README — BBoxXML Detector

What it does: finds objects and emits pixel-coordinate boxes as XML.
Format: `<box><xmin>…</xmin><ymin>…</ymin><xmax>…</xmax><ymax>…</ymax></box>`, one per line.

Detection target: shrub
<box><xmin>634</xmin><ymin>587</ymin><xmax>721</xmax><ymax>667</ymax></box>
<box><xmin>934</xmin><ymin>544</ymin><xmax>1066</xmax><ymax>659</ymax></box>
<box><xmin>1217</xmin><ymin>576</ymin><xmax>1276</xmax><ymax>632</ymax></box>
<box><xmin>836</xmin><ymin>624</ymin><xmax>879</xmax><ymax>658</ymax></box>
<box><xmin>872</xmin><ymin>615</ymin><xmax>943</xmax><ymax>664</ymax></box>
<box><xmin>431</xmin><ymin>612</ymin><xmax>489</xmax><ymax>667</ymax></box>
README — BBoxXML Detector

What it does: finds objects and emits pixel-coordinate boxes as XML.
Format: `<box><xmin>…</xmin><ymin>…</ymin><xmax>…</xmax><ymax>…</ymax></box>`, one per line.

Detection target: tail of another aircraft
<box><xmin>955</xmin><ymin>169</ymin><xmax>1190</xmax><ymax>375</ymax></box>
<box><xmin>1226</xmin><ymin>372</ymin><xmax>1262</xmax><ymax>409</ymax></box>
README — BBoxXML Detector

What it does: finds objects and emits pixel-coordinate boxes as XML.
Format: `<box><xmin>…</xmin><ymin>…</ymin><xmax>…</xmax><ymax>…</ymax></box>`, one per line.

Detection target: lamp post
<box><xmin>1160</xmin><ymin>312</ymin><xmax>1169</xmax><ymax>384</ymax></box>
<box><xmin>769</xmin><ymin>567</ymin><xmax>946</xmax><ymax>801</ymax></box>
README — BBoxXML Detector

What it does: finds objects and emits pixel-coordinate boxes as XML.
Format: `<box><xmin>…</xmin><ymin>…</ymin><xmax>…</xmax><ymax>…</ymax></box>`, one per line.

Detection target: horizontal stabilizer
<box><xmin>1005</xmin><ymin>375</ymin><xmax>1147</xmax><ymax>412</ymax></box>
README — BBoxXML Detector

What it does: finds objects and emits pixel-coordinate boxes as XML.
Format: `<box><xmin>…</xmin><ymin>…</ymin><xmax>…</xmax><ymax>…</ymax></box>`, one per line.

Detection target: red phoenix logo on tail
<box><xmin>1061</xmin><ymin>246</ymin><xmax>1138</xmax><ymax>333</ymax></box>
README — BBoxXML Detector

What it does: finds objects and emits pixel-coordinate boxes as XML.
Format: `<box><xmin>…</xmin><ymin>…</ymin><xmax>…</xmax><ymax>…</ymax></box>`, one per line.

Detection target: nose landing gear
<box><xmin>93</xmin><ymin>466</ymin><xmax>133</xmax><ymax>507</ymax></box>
◆ ◆ ◆
* _Written exercise_
Pick out and copy each line of the records above that contains the string "Detection". Uppercase and lowercase letters count as different.

* _Response to this task_
Detection target: shrub
Detection target: tail of another aircraft
Detection target: lamp post
Detection target: horizontal stabilizer
Detection target: red phoenix logo on tail
Detection target: nose landing gear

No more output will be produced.